Excerpts from the pointing data:
+++

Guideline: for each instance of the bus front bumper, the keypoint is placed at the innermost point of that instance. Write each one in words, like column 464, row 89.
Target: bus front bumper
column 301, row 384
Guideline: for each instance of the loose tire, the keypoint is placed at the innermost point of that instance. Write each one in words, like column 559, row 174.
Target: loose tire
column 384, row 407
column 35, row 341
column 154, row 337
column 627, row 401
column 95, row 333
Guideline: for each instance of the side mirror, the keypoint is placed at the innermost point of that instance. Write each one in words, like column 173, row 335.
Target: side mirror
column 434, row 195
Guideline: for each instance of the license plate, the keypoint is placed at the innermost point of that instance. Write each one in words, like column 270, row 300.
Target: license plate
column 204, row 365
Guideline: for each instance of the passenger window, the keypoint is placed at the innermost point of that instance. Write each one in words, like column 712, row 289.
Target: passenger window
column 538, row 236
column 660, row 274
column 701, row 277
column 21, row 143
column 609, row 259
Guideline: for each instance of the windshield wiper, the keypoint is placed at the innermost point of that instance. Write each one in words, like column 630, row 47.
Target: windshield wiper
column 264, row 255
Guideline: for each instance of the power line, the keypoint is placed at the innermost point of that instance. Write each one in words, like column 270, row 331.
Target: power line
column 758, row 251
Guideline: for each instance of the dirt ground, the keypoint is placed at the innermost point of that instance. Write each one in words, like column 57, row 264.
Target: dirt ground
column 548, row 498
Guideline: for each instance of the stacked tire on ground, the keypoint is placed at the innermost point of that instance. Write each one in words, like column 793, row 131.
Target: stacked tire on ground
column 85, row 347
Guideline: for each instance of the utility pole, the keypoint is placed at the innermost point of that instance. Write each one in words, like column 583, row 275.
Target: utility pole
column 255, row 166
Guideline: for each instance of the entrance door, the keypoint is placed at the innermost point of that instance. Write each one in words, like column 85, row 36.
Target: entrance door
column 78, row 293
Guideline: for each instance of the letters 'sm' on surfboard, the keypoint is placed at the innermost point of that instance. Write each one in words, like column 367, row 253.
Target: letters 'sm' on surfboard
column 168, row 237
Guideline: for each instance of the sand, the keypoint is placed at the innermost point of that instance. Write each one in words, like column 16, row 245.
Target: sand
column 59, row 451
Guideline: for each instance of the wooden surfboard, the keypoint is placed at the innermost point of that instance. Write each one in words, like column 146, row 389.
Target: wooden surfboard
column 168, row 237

+++

## WHAT YOU SHOULD DO
Copy the listing above line for line, without any alteration.

## FINAL ANSWER
Guideline: for each instance of the bus front bumper, the keypoint is placed at the innermost point of that instance. Write each one in words, like column 464, row 89.
Target: bus front bumper
column 301, row 384
Guideline: for each instance of the loose tire, the keypoint is placed at the innermost point of that instance. Write each one in words, like column 559, row 174.
Target: loose tire
column 384, row 407
column 35, row 341
column 154, row 337
column 627, row 401
column 95, row 333
Guideline: for each instance of the side mirror, the keypoint is placed at the innermost point of that instance. Write each one in words, like column 173, row 335.
Target: side mirror
column 434, row 195
Guideline: for each instance of the license plate, the keypoint is placed at the innermost point of that instance. Write each one in words, like column 270, row 300.
Target: license plate
column 204, row 365
Guideline: for each instance of the passenger window, the keypoint is placed at the innermost point of that instance. Write each one in words, like column 712, row 289.
Target: passenger window
column 538, row 236
column 660, row 274
column 701, row 277
column 21, row 143
column 609, row 259
Guideline: for each instance of the windshield wiper, the keypoint is placed at the innermost point of that instance. Write each one in words, like column 630, row 47.
Target: windshield wiper
column 264, row 255
Guideline: for each instance of the power line, the keypoint is placed at the innermost point of that instance. Write each one in words, like column 270, row 331.
Target: power line
column 758, row 251
Guideline: for each instance of the dirt ground, the keypoint is placed at the innermost point of that instance. Write each one in words, like column 57, row 264.
Target: dirt ground
column 548, row 498
Guideline: for each instance of the stacked tire on ground, the keypoint is placed at the innermost point of that instance. Write each one in words, like column 793, row 131.
Target: stacked tire on ground
column 85, row 347
Guideline: for each instance of the utility pole, the keypoint is placed at the innermost point of that instance. Write each one in words, like column 583, row 275.
Target: utility pole
column 255, row 166
Guideline: for each instance of the entrance door, the keypoint is placed at the innermost point of that instance. Write each one in words, like column 85, row 36.
Target: entrance door
column 78, row 293
Guideline: for each instance of the letters 'sm' on surfboard, the keypoint is placed at the innermost point of that instance. Write each one in words, like column 367, row 253.
Target: letters 'sm' on surfboard
column 168, row 237
Guideline: for each instance of the sand, the keypoint is placed at the innermost point of that instance. Write each one in words, like column 16, row 245.
Target: sand
column 59, row 451
Guideline: for each instance of the wooden surfboard, the keypoint is placed at the innermost point of that instance. Write each one in words, like column 146, row 389.
Target: wooden surfboard
column 168, row 237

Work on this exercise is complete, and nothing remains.